Variable annuities go through two phases: the accumulation phase and the payout phase.

Accumulation Phase

Purchasing an annuity can be done through a single lump payment or a series of deposits. Usually, during the accumulation phase, no payouts occur. Instead, this is the time during which the value of the account grows based on stock market trends.

Payout Phase

In the variable annuity payout phase, accumulation, or growth, stops, and consistent payments from the account to the purchaser take place. The payouts continue for whatever period of time was originally specified in the contract — usually the purchaser’s lifetime or a set number of years.

How Are Annuities Structured?

Annuities, including variable annuities, have two structures: immediate and deferred. These two structures impact how and when the purchaser receives their payment.

Immediate

Immediate annuities begin payout right away. There is no accumulation period after the purchaser invests their money. Variable annuities can be immediate, but the amount of money the purchaser receives each month varies depending on how the market performs. However, the initial investment won’t have time to grow much before payout begins, although the funds will gain interest over the time of the payout.
++++++++++++++++++++
*Written exercise a*: Please transcribe the lines of the records starting at the line containing "Every instance of the tall" and ending at the line containing "<point>133,242</point>", both of those lines included.
The annuities text and the records come from separate, unrelated sources.
++++++++++++++++++++
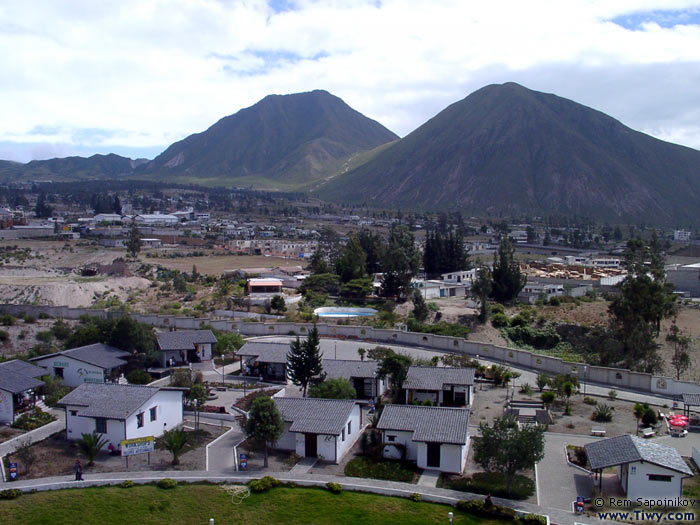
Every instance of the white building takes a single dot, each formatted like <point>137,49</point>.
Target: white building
<point>96,363</point>
<point>18,381</point>
<point>323,428</point>
<point>442,386</point>
<point>435,438</point>
<point>121,412</point>
<point>361,374</point>
<point>645,469</point>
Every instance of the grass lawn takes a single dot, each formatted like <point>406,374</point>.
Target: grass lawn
<point>489,483</point>
<point>196,504</point>
<point>394,470</point>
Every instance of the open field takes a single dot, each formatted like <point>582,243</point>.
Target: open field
<point>196,504</point>
<point>217,264</point>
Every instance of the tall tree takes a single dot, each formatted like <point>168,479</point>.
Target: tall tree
<point>264,424</point>
<point>400,263</point>
<point>304,360</point>
<point>507,280</point>
<point>507,448</point>
<point>133,242</point>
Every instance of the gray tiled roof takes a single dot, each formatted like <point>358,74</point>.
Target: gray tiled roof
<point>437,377</point>
<point>108,400</point>
<point>428,424</point>
<point>691,399</point>
<point>97,354</point>
<point>315,416</point>
<point>184,339</point>
<point>265,352</point>
<point>16,378</point>
<point>346,369</point>
<point>628,449</point>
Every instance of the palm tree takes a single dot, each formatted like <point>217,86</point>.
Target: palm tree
<point>174,441</point>
<point>90,445</point>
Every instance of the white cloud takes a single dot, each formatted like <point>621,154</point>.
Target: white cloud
<point>142,74</point>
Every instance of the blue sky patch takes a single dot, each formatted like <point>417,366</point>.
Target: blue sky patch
<point>664,18</point>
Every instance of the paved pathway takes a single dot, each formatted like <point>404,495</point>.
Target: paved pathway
<point>39,434</point>
<point>429,478</point>
<point>388,488</point>
<point>303,466</point>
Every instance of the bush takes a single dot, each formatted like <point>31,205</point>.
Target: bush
<point>138,377</point>
<point>335,488</point>
<point>10,494</point>
<point>500,321</point>
<point>167,483</point>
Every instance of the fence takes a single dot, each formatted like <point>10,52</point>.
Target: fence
<point>612,377</point>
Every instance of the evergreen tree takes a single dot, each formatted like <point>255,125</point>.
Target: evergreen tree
<point>304,360</point>
<point>507,280</point>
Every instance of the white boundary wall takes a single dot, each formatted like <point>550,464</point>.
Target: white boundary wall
<point>612,377</point>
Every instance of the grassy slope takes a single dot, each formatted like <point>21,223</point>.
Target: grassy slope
<point>195,504</point>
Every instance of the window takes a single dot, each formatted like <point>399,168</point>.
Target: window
<point>659,477</point>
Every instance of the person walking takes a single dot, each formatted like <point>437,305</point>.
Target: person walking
<point>78,467</point>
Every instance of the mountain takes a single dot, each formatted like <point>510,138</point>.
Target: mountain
<point>508,149</point>
<point>282,140</point>
<point>109,166</point>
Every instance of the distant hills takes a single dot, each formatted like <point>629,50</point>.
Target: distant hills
<point>506,149</point>
<point>503,150</point>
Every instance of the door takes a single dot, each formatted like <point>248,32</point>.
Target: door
<point>433,455</point>
<point>310,449</point>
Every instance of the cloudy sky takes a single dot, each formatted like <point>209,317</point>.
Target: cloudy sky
<point>130,77</point>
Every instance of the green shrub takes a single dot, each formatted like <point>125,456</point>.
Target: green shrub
<point>533,519</point>
<point>138,377</point>
<point>10,494</point>
<point>335,488</point>
<point>167,483</point>
<point>500,320</point>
++++++++++++++++++++
*Written exercise b*: Rewrite the annuities text starting at "Variable annuities go" and ending at "receives their payment.", swapping "stock market trends" for "market conditions".

*Task output a*:
Every instance of the tall tree takes a single dot, each formatted like <point>168,479</point>.
Target: tall tree
<point>264,424</point>
<point>400,263</point>
<point>304,360</point>
<point>507,280</point>
<point>507,448</point>
<point>133,242</point>

*Task output b*:
Variable annuities go through two phases: the accumulation phase and the payout phase.

Accumulation Phase

Purchasing an annuity can be done through a single lump payment or a series of deposits. Usually, during the accumulation phase, no payouts occur. Instead, this is the time during which the value of the account grows based on market conditions.

Payout Phase

In the variable annuity payout phase, accumulation, or growth, stops, and consistent payments from the account to the purchaser take place. The payouts continue for whatever period of time was originally specified in the contract — usually the purchaser’s lifetime or a set number of years.

How Are Annuities Structured?

Annuities, including variable annuities, have two structures: immediate and deferred. These two structures impact how and when the purchaser receives their payment.